----- TRECHO DO TEXTO -----

BLOG ORLANDO TAMBOSI
Sou filho disso aí. Filho sem orgulho, porque geografia não é escolha, e filho sem vergonha, porque vergonha de que afinal? Sou filho disso aí e ponto final. Minha cidade, minha cara, meu pulmão, minha garganta, meu fígado, meu amor. Orlando Tosetto para a Crusoé:
Ontem
minha cidade, São Paulo, fez 470 anos. Fundada por padres jesuítas,
ganhou esse nome segundo o hábito antigo de batizar cidades ou crianças
recém-nascidas com o nome do santo ou da festa do dia natal: 25 de
janeiro é o dia da conversão de São Paulo, conforme se lê nos Atos dos
Apóstolos 9, 1-22, versículos que antigamente se liam na missa desse
dia. O nome do santo caiu bem numa cidade tão ranheta, tão belicosa
quanto foi, a seu tempo, o Apóstolo (que foi chamado de “uma peste” nos
Atos 24,5), e que, como ele, amansou.
Ranheta,
eu disse, e disse bem. Mas também que criança levada esta cidade sempre
foi. Que criança rebelde. Foi, afinal, esta cidade quem tentou aclamar
rei o bandeirante Amador Bueno da Veiga, em 1641 (ele recusou; uma placa
colada à parede do Mosteiro de São Bento dá notícia do fato), primeiro
berro de independência, e cujos habitantes depois arranjaram guerra com
os emboabas. Esta cidade depois aclamou o Imperador Dom Pedro I e a
Independência de facto, aliás proclamada nas suas terras. E depois foi
ainda a capital do republicanismo e do café, duas coisas que andaram
juntas, antes e depois (com leite). Foi esta cidade que se sublevou em
1924, e depois de novo em 1932. E foi ainda aqui, no Anhangabaú, em
1984, que a onda da redemocratização virou tsunami. Tanta briga, tanto
remelexo numa cidade que, sabe Deus por que, ganhou fama de
conservadora.

-----

• **TAREFAS A REALIZAR**:
1. Transcreva do texto sobre os 470 anos de São Paulo o trecho que se inicia nas palavras "BLOG ORLANDO TAMBOSI" e se encerra em "como ele, amansou.".
2. No texto sobre os 470 anos de São Paulo, quem a cidade tentou aclamar rei em 1641?

----- TRECHOS DOS ITENS -----

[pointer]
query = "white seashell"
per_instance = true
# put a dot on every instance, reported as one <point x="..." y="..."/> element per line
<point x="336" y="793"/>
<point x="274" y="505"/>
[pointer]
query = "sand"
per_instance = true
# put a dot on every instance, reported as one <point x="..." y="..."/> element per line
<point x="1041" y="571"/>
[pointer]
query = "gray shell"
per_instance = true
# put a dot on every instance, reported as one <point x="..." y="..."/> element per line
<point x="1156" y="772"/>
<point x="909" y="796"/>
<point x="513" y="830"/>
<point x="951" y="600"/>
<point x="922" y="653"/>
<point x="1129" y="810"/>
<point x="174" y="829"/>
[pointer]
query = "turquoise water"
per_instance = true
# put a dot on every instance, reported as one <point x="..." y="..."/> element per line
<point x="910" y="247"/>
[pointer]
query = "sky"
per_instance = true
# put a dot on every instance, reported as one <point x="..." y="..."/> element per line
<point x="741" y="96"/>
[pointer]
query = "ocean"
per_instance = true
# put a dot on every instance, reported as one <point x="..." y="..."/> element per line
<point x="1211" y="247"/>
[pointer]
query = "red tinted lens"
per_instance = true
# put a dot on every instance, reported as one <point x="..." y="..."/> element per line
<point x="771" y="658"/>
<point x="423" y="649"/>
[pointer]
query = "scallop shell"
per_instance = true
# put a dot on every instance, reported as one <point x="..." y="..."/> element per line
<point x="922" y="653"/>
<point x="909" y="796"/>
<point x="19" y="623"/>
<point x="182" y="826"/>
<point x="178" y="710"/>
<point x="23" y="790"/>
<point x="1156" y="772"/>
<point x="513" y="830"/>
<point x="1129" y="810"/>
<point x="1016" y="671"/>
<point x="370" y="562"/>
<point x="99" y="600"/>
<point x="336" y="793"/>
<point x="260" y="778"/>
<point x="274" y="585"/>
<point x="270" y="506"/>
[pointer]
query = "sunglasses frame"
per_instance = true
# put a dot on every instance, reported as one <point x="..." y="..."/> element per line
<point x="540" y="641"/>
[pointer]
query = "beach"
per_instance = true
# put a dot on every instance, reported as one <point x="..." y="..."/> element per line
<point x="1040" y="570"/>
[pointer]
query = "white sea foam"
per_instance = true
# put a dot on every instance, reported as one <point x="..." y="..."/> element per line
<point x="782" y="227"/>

-----

• **SUAS RESPOSTAS**:
1.
BLOG ORLANDO TAMBOSI
Sou filho disso aí. Filho sem orgulho, porque geografia não é escolha, e filho sem vergonha, porque vergonha de que afinal? Sou filho disso aí e ponto final. Minha cidade, minha cara, meu pulmão, minha garganta, meu fígado, meu amor. Orlando Tosetto para a Crusoé:
Ontem
minha cidade, São Paulo, fez 470 anos. Fundada por padres jesuítas,
ganhou esse nome segundo o hábito antigo de batizar cidades ou crianças
recém-nascidas com o nome do santo ou da festa do dia natal: 25 de
janeiro é o dia da conversão de São Paulo, conforme se lê nos Atos dos
Apóstolos 9, 1-22, versículos que antigamente se liam na missa desse
dia. O nome do santo caiu bem numa cidade tão ranheta, tão belicosa
quanto foi, a seu tempo, o Apóstolo (que foi chamado de “uma peste” nos
Atos 24,5), e que, como ele, amansou.

2. O bandeirante Amador Bueno da Veiga.